=== ENTRIES PROVIDED ===
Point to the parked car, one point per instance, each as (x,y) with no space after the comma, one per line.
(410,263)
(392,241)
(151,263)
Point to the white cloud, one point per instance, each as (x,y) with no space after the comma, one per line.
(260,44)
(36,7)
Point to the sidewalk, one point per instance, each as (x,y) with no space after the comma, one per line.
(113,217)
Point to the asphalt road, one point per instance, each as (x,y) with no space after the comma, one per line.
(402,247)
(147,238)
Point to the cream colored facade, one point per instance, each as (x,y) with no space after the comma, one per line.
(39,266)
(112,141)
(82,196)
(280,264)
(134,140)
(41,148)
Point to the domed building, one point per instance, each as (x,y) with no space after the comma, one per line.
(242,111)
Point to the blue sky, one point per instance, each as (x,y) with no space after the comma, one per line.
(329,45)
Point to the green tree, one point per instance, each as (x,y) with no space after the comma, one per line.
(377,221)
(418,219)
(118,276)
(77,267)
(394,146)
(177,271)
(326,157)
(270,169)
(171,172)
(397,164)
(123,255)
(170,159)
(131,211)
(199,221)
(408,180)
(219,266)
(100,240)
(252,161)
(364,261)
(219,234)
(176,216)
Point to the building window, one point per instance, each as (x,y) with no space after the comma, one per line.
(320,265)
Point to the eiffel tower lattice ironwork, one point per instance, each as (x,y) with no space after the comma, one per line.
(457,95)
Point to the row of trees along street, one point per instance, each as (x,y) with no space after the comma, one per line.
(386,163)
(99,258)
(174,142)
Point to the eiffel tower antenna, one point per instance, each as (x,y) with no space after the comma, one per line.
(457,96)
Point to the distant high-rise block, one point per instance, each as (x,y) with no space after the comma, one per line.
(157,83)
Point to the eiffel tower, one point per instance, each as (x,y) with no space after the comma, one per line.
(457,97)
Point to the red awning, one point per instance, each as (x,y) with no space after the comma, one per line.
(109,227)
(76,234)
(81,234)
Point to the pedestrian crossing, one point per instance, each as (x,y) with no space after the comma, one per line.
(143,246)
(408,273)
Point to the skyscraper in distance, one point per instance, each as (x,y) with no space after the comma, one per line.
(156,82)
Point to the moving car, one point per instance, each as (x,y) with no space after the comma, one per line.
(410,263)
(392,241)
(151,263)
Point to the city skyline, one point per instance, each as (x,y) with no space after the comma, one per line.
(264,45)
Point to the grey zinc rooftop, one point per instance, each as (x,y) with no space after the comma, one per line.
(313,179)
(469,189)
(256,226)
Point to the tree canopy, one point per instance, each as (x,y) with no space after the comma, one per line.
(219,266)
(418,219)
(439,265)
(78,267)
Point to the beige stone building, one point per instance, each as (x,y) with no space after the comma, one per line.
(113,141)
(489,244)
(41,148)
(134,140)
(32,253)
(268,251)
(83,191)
===
> **DESCRIPTION OF THE TASK**:
Only the lines from the one containing "Point to the grey" through the last line of the records should appear, each written out exactly.

> **TASK RESULT**:
Point to the grey zinc rooftop, one point per instance, each as (x,y) with no space after the comma, one per line.
(313,179)
(469,189)
(256,226)
Point to the tree canopy, one point per instance, each as (x,y) with no space after the comma, one per line.
(219,266)
(418,219)
(439,265)
(78,267)
Point to the beige stone building, one point per instance, each as (x,y) with no space after the comma, one per line.
(113,141)
(489,244)
(41,148)
(134,140)
(32,253)
(268,251)
(83,191)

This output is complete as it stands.